• **Your instructions**:
Take the line that has "Note: point at the red train" in it and every line after it to the end of the entries, and reproduce them exactly.

• **Extracted entries**:
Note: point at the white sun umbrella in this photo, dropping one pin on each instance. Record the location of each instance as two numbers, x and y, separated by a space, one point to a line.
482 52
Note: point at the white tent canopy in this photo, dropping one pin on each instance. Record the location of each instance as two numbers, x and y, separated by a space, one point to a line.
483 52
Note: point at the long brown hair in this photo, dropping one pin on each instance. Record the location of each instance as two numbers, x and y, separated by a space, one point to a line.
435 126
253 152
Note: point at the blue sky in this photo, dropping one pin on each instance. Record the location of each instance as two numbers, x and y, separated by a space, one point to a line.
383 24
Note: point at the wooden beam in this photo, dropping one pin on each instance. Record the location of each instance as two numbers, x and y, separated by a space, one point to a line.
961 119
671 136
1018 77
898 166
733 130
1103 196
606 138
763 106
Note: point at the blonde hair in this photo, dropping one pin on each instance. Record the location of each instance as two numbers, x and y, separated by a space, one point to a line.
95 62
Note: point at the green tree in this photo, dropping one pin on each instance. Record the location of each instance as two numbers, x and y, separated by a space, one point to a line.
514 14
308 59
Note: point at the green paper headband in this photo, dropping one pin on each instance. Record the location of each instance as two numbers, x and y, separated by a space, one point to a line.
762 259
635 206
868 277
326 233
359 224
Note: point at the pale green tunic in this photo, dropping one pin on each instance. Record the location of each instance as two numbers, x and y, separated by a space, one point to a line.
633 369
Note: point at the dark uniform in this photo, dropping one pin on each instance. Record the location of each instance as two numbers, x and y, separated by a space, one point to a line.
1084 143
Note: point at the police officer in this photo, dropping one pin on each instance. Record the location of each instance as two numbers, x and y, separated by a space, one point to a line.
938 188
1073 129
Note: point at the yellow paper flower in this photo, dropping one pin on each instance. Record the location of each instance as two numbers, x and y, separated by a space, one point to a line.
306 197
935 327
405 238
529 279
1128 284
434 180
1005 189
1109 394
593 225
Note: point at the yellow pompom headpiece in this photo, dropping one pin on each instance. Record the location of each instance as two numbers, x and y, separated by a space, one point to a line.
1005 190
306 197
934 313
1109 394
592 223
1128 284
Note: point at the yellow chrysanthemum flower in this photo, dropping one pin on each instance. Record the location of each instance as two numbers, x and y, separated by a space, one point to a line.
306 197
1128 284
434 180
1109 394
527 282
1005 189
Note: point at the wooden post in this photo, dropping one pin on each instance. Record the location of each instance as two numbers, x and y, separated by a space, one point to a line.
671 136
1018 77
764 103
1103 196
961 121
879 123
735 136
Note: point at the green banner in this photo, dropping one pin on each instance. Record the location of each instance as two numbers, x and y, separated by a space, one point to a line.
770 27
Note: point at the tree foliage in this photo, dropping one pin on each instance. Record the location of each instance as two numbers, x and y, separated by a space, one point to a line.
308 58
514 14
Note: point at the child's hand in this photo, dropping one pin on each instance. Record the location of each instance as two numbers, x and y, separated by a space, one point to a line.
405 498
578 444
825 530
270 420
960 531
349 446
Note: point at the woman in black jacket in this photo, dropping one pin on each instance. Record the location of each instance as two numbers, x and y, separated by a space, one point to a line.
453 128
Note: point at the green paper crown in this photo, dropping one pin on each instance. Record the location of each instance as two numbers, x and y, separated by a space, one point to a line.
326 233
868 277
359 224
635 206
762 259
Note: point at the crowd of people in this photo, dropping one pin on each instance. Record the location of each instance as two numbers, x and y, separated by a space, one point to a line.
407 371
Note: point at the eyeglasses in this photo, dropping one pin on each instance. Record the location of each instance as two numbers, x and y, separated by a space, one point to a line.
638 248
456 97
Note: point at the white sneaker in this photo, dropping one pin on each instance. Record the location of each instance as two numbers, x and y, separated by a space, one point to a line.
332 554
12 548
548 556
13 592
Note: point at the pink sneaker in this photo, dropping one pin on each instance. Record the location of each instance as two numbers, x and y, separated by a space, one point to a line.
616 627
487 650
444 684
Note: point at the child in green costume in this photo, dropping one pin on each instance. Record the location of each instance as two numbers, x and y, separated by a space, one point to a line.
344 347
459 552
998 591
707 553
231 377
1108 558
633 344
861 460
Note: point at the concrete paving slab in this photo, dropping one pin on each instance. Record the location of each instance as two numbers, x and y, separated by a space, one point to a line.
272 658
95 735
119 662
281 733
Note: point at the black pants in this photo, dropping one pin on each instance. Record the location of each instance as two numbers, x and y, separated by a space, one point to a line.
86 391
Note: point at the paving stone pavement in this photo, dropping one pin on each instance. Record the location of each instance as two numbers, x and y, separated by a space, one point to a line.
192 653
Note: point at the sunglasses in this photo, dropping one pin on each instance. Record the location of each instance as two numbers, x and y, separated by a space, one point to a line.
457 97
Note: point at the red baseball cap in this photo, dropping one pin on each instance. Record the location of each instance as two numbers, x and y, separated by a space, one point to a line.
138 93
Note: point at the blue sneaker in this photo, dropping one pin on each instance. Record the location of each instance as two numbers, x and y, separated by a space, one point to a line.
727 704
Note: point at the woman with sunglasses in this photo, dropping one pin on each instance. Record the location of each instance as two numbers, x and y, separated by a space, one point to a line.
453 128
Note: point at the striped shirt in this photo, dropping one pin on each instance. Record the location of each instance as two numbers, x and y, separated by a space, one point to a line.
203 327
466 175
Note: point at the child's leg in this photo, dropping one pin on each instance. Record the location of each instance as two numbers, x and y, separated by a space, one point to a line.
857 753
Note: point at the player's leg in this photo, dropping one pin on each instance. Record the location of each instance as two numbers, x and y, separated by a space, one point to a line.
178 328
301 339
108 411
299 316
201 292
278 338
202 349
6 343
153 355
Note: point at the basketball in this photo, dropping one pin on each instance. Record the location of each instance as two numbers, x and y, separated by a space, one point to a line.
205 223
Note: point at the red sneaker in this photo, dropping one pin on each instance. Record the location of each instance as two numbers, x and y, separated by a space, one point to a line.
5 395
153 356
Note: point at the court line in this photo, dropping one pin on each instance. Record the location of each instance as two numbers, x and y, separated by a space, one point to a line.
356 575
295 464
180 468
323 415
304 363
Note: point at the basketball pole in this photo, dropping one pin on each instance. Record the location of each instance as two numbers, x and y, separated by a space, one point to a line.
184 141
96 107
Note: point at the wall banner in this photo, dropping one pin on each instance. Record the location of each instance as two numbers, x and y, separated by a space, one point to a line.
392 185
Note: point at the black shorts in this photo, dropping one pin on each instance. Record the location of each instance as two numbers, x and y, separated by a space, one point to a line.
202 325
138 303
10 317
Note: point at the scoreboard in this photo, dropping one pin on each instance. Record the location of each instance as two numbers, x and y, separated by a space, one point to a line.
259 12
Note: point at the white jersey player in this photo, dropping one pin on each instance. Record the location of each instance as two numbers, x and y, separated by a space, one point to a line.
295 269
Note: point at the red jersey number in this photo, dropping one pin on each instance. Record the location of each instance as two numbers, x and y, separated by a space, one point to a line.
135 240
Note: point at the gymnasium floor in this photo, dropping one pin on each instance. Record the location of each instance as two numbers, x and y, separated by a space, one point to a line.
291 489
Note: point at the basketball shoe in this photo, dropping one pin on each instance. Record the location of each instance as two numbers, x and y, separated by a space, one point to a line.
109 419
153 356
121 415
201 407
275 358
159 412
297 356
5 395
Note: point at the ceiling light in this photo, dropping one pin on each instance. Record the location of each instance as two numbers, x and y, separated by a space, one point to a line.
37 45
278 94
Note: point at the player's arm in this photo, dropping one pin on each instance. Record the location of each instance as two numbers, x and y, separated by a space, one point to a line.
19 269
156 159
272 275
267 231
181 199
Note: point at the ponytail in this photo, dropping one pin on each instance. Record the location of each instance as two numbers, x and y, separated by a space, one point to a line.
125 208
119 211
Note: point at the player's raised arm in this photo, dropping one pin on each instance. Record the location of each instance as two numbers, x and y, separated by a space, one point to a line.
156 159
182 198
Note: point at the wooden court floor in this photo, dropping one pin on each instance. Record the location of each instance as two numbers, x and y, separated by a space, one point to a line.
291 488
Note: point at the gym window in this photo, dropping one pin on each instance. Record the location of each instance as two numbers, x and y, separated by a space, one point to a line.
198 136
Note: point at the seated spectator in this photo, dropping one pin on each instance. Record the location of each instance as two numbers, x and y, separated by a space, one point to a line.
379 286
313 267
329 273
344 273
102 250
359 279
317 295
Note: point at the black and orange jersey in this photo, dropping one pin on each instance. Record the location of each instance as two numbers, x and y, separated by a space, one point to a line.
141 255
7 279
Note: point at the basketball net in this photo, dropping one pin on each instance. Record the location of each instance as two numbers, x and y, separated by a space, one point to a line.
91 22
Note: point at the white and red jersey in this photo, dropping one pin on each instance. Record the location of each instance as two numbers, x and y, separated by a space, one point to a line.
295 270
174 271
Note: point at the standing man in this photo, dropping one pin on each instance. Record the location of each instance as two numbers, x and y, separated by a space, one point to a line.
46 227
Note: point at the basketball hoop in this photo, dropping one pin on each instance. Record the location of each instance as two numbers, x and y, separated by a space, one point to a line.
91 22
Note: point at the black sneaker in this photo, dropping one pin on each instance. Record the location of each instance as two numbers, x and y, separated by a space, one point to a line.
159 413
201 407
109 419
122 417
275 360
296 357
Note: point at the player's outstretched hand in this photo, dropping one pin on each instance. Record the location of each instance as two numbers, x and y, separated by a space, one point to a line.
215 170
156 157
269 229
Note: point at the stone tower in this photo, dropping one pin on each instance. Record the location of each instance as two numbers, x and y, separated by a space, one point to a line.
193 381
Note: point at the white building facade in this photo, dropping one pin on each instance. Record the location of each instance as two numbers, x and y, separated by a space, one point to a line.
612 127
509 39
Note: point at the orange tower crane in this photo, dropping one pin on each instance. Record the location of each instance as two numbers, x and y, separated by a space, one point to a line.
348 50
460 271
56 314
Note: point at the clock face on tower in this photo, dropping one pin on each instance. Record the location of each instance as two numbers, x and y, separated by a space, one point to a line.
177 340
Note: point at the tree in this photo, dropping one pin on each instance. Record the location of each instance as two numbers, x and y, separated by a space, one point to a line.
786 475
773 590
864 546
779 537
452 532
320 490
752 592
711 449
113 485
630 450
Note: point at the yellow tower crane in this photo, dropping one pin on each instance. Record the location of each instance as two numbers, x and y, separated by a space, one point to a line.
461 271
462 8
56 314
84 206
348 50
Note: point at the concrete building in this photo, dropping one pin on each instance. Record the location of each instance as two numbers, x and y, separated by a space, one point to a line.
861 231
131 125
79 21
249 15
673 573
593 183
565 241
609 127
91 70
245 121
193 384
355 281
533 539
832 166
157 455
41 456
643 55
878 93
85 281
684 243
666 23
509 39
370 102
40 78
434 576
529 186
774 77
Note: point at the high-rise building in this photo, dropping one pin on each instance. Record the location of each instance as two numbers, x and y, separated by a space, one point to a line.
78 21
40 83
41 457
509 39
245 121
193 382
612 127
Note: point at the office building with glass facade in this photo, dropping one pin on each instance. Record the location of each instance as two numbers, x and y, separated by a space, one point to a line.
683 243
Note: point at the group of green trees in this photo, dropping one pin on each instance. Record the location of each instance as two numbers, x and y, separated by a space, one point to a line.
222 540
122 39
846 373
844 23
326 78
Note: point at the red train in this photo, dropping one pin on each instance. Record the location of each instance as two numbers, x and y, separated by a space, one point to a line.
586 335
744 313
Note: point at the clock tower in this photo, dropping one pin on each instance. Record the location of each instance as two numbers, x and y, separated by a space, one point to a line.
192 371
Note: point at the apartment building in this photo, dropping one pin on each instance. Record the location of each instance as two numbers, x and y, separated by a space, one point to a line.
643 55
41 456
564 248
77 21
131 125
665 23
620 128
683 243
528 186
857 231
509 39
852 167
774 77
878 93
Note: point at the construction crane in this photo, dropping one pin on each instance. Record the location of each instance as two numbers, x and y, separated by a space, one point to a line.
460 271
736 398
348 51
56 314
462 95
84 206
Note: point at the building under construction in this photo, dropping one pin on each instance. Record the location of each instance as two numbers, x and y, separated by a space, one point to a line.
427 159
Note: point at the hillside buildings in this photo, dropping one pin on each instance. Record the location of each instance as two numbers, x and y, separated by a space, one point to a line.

• **Complete response**:
Note: point at the red train in this photo, dropping one pin on each instance. Record the location of each instance as two numbers, x and y, separated by a space, one point to a line.
586 335
744 313
Note: point at the clock tower in this photo, dropping one pin on each instance. Record the location of each instance as two numbers, x and y, separated by a space, one point to a line.
192 371
Note: point at the apartment building in this photo, dropping one pin on each instance. Record the location of each instance as two numbers, x and y, separated by a space, one point to a line.
643 55
41 456
564 248
77 21
131 125
665 23
620 128
683 243
528 186
857 231
509 39
852 167
774 77
878 93
Note: point at the construction crane in this photo, dropping one pin on each instance. Record the location of each instance as two numbers, x and y, separated by a space, one point to a line.
460 271
736 398
348 51
56 314
462 95
84 206
Note: point at the building under construction in this photo, dropping one pin on each instance. Record the location of each instance as two numbers, x and y, separated by a space, one point to a line.
427 159
Note: point at the hillside buildings in this photo, dropping one pin on each instance. Record the location of each instance as two numbers, x and y, separated by a space, one point to a line.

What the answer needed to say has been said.